• **Written exercise**: Could you reproduce, line for line and unchanged, everything in the listing below from the line containing "Locate white beard." down to the listing's final line, including both of those lines?

[Entries from a dataset]
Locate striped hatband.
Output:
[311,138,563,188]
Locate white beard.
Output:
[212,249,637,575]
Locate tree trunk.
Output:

• **Task result**:
Locate white beard.
Output:
[212,249,637,575]
Locate tree trunk.
Output:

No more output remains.